[Region pointing data]
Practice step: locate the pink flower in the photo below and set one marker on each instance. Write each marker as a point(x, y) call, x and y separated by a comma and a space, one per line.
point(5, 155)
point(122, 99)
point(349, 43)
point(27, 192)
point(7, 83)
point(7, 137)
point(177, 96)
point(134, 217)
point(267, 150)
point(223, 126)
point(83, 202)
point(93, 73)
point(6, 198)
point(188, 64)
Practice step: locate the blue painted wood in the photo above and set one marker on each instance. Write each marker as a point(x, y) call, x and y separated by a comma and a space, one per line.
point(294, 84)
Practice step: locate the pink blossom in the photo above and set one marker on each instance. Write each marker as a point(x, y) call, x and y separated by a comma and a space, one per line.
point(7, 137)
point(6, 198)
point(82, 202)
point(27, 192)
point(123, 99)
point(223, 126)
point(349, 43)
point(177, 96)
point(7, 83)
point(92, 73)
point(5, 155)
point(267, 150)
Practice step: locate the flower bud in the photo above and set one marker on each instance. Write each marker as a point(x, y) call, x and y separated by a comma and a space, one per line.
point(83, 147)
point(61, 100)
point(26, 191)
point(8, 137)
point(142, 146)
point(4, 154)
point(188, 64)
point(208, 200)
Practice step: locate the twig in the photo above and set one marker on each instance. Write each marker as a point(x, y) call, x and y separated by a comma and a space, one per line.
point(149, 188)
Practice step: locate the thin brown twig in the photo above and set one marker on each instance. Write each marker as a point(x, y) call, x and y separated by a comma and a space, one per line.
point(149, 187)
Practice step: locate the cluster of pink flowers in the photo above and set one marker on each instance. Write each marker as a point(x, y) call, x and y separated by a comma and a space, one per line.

--- WORK INSTRUCTIONS ---
Type out the entries exactly as they appear above.

--- EXERCISE SOLUTION ---
Practice step: locate the pink flower in the photo below and set one marker on each instance. Write each marker as a point(x, y) call, x and y separated by a comma and a space, one per line.
point(5, 155)
point(122, 99)
point(349, 43)
point(27, 192)
point(7, 83)
point(7, 137)
point(177, 96)
point(134, 217)
point(267, 150)
point(223, 126)
point(83, 202)
point(93, 73)
point(6, 198)
point(188, 64)
Practice step: locate the blue painted wood in the photo above and set one marker on each instance. Write each marker as a point(x, y) call, x and y separated by a comma and a space, one per line.
point(294, 84)
Practice step: locate the pink blossom in the photo above and set one marker on each instance. Write each marker as a point(x, y) call, x and y separated by a comma and a space, one per line.
point(7, 137)
point(6, 198)
point(82, 202)
point(27, 192)
point(123, 99)
point(223, 126)
point(349, 43)
point(177, 96)
point(7, 83)
point(92, 73)
point(5, 155)
point(267, 150)
Practice step: locate the flower bud in the photo above and set one marker on each instance. Write each marker as a point(x, y) call, x and y separated by a comma and a space, one per line.
point(83, 147)
point(61, 100)
point(26, 191)
point(8, 137)
point(142, 146)
point(4, 154)
point(188, 64)
point(208, 200)
Practice step: locate the twig in the photo above and set one marker on each instance. Write each marker as a point(x, y) call, x and y separated by a comma and a space, one per line.
point(149, 188)
Practice step: locate the thin brown twig in the photo above and set one marker on each instance. Write each marker as a point(x, y) call, x and y separated by a comma and a space, one per line.
point(149, 187)
Practice step: locate the cluster of pink flowers in the photo above and set one marker on each instance. Write each marker as a point(x, y) call, x and y separated by a comma and a space, one per line.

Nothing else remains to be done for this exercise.